**Text:**
■ ■ ■ ■ ■ ■ ■
# iPhone gets cold dies and stops playing music



## Adam718 (Jan 15, 2015)

Gravitynstuff said:


> I have had this problem on really cold days when I'm running music through my phone and the temp is below 20 and my phone fully charged dies Anyone have a DIY method besides using hand warmers?


Feet warmers are better than hand warmers because you can stick them to the back of your phone (hand warmers dont have an adhesive). Not sure if that was the answer you're looking for, but that's honestly the only way to go other than putting your phone in between your butt cheeks for warmth.


----------



## chomps1211 (Mar 30, 2011)

If you're riding with the phone in an outside pocket on your outermost layer you're going to continue to have that problem unless you do something to keep the battery warm!

I ride with mine inside my jacket, as close to my body as possible. If I'm wearing a fleese vest, I'll put it in the inside chest pocket. Although, to be honest, I haven't really used my iPhone for music when riding. I have a $50 iPod shuffle that I use for my music. With a full charge it will last a couple days of riding all day and the battery on it doesn't seem to be affected much by the cold. I keep it in an outer chest pocket so I can use the controls thru the jacket. 

That will probably change this season since I got myself a set of Chips Bluetooth wireless headphones for my helmet!! :jumping1: So we'll see how well I can make do with the battery playing music that way. :shrug:


----------



## Argo (Feb 25, 2010)

Never have this issue. My issue is the screen getting activated by touch when in my pocket. I have ridden plenty of days in sub 0 temps without problems.... Android user, multiple types of phones....


----------



## Atoxa (Feb 11, 2013)

If you are willing to drop around 30$, I've found this is a battery problem. First, try to stick it in the closest pocket to your body, then buy one of these:
http://www.amazon.com/Lenmar-Meridi...2252&sr=1-3&keywords=5s+extended+battery+case

For some reason my phone has never frozen and died with one of these on, and I've done most of my riding in Montana where it is cold and dry as fuck. Try it out, it's not too expensive and I never go without it.


----------



## Gravitynstuff (Dec 11, 2015)

I'll probably end up just keeping it as close to my body as I can or try the foot warmer. Last couple of seasons I started riding by myself and just kept running into this issue.


----------



## jjb7733 (Feb 1, 2014)

Argo said:


> My issue is the screen getting activated by touch when in my pocket.


I have had my phone activate the emergency call feature on its own from the lock screen when I put in my pocket with snow on it one time. Got a call back from 911 a few minutes later [emoji15]


----------



## MVC (Nov 5, 2015)

jjb7733 said:


> I have had my phone activate the emergency call feature on its own from the lock screen when I put in my pocket with snow on it one time. Got a call back from 911 a few minutes later [emoji15]


So it works :happy:


----------
■ ■ ■ ■ ■ ■ ■
**Source material:**
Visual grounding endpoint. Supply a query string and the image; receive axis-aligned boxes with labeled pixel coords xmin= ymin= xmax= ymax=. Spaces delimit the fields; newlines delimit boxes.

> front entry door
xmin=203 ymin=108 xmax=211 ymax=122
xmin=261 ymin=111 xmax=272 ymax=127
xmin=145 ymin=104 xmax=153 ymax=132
■ ■ ■ ■ ■ ■ ■
**Direction 1:** Repeat the part of the thread on cold phones starting with "## Adam718 (Jan" and going on through "cheeks for warmth.".
**Direction 2:** List each line of the rows in which the string "ymax" appears.
The forum thread and the rows have nothing to do with each other.

**Finished answer 1:**
## Adam718 (Jan 15, 2015)

Gravitynstuff said:


> I have had this problem on really cold days when I'm running music through my phone and the temp is below 20 and my phone fully charged dies Anyone have a DIY method besides using hand warmers?


Feet warmers are better than hand warmers because you can stick them to the back of your phone (hand warmers dont have an adhesive). Not sure if that was the answer you're looking for, but that's honestly the only way to go other than putting your phone in between your butt cheeks for warmth.

**Finished answer 2:**
Visual grounding endpoint. Supply a query string and the image; receive axis-aligned boxes with labeled pixel coords xmin= ymin= xmax= ymax=. Spaces delimit the fields; newlines delimit boxes.
xmin=203 ymin=108 xmax=211 ymax=122
xmin=261 ymin=111 xmax=272 ymax=127
xmin=145 ymin=104 xmax=153 ymax=132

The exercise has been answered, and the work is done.